### Requirement
Reproduce every one of the records below word for word, changing nothing.

### Material shown
+++++
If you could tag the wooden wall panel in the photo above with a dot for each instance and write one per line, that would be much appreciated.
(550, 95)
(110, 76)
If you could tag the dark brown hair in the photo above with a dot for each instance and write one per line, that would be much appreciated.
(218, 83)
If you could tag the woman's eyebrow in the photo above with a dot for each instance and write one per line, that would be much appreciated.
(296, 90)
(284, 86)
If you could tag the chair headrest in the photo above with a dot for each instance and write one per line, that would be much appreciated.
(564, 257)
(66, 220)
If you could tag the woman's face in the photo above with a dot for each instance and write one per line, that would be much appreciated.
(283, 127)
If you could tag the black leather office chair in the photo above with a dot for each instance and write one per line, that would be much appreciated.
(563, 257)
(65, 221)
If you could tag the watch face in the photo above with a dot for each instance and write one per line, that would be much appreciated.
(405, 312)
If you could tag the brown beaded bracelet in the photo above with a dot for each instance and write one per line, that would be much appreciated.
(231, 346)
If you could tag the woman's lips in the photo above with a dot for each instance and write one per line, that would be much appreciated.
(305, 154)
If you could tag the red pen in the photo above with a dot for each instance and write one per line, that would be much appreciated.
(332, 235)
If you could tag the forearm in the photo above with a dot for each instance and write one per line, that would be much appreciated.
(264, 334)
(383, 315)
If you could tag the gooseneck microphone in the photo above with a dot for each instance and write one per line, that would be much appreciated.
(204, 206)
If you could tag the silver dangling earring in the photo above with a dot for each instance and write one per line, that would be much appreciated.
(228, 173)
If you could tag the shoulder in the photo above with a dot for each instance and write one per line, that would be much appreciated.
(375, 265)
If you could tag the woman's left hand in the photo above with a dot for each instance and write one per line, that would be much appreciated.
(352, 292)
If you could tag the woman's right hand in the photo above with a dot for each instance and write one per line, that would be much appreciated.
+++++
### Worked answer
If you could tag the wooden wall panel in the photo above with a dot for each instance and write one per line, that would be much appreciated.
(550, 95)
(110, 76)
If you could tag the dark brown hair in the photo above with a dot for each instance and write one per line, that would be much appreciated.
(218, 83)
If you could tag the woman's eyebrow in the photo above with a dot for each instance and write one per line, that would be much appreciated.
(296, 90)
(284, 86)
If you could tag the chair headrest in the photo above with a dot for each instance and write one per line, that would be much appreciated.
(564, 257)
(66, 220)
If you could tag the woman's face in the photo above with a dot for each instance and write one per line, that would be much appreciated.
(283, 127)
If you could tag the black leather office chair in the photo above with a dot for each instance and write one per line, that would be much appreciated.
(563, 257)
(65, 221)
If you could tag the watch face in the photo above with a dot for each instance and write one per line, that would be much appreciated.
(405, 312)
If you could tag the brown beaded bracelet in the photo above with a dot for each instance and write one per line, that would be much appreciated.
(231, 346)
If you could tag the woman's lips in the photo above with a dot for each instance and write one per line, that would be much appreciated.
(305, 154)
If you could tag the red pen in the photo above with a dot for each instance and write one per line, that would be much appreciated.
(332, 235)
If you could tag the forearm in the photo above with a dot for each instance and write one per line, that would be much appreciated.
(264, 334)
(383, 315)
If you could tag the gooseneck microphone in the photo above with a dot for each instance and write one per line, that would be much appreciated.
(204, 206)
If you could tag the silver dangling earring in the photo above with a dot for each instance and write one per line, that would be much appreciated.
(228, 173)
If you could tag the shoulder in the photo above with a dot for each instance and write one per line, that would be much appreciated.
(375, 265)
If you could tag the woman's left hand in the photo above with a dot for each instance and write one per line, that would be much appreciated.
(352, 292)
If you could tag the woman's right hand in the photo above with a dot for each instance and write one per line, that would be much appreciated.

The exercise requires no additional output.